**AIM**:
Rewrite the records from the line with "Query: green foliage" through the end of the records, both included, copying every line with the requests unchanged. Scale each coordinate in the answers by 1.35 and round it to a whole number, rounding halves up.
---------- SOURCE DATA ----------
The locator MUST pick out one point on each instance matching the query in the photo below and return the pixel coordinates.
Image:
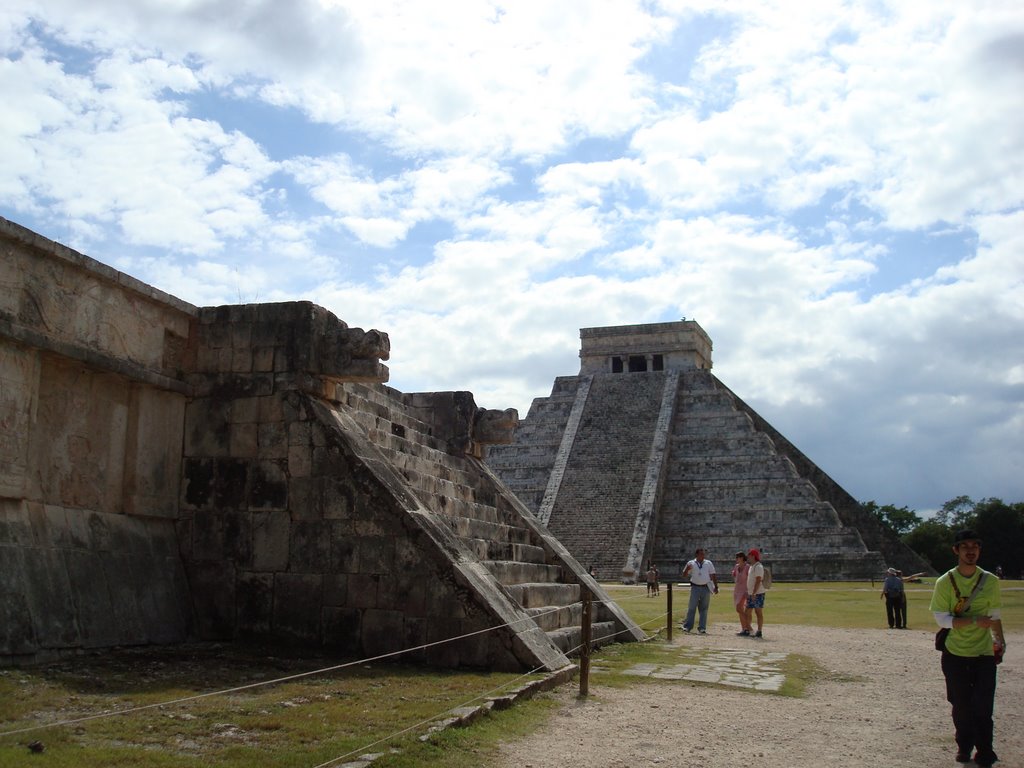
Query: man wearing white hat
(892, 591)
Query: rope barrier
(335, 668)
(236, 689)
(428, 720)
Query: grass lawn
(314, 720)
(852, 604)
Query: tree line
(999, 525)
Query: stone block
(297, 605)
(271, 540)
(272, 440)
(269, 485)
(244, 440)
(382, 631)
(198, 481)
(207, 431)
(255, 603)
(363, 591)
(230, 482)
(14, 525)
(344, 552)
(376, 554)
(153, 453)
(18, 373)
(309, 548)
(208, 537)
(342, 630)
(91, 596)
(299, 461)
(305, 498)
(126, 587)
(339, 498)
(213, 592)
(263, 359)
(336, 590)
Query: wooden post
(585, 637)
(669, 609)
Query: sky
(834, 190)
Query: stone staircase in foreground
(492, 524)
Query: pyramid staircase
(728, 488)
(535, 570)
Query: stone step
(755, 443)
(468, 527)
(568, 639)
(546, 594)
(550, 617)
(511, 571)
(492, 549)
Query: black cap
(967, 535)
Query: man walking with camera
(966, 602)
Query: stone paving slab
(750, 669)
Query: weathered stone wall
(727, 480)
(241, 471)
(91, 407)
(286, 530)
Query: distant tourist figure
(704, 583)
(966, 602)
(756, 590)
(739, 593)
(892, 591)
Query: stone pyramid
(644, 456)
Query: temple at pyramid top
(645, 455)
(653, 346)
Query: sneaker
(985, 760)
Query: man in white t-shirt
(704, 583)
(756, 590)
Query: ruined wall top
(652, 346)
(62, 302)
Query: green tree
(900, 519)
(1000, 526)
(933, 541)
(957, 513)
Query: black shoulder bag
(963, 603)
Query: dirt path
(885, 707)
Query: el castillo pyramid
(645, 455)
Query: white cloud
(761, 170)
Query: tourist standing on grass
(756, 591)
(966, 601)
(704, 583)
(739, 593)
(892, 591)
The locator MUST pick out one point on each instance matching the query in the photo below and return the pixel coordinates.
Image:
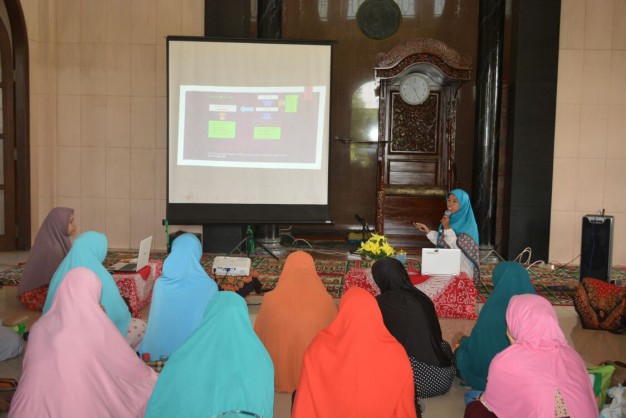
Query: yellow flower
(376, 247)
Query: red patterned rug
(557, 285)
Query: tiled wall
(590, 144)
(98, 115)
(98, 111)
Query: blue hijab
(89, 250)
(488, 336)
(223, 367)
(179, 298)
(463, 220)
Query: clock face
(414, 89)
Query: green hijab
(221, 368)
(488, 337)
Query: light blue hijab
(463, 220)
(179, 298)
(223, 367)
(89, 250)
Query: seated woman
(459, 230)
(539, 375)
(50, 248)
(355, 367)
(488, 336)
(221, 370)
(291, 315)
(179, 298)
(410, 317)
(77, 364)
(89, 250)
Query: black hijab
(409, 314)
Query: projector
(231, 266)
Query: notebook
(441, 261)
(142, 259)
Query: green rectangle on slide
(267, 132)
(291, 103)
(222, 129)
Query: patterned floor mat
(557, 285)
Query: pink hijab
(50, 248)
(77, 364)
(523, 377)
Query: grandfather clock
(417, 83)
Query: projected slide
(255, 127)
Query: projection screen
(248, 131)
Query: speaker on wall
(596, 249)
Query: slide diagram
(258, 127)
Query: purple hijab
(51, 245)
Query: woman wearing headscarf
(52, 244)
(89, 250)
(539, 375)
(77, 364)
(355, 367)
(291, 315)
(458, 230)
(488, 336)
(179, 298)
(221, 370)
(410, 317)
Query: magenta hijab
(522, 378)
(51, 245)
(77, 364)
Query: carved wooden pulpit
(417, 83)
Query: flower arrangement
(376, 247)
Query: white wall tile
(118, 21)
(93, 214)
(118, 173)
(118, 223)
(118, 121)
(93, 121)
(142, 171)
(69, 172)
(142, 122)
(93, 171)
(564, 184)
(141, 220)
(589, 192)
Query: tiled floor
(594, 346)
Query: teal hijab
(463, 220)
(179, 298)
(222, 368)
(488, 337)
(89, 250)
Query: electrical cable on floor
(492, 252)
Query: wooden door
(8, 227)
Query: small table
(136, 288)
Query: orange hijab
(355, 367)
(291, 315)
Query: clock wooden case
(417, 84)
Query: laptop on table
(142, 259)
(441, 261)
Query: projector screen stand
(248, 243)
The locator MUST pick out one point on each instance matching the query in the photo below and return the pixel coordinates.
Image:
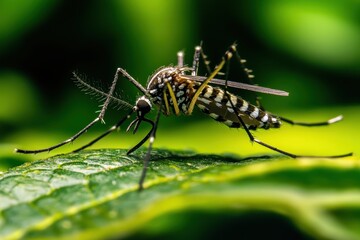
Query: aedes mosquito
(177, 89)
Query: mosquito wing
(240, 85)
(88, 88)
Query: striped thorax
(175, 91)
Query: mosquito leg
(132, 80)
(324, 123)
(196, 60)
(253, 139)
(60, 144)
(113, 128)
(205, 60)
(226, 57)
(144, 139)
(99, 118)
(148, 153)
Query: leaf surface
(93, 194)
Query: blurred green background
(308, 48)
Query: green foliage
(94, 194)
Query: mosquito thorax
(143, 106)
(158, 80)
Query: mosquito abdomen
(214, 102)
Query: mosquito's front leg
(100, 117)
----------
**RESULT OF THE TASK**:
Query: green foliage
(127, 262)
Query: mosquito thorax
(193, 143)
(213, 108)
Query: mosquito abdomen
(289, 138)
Query: mosquito's front leg
(135, 158)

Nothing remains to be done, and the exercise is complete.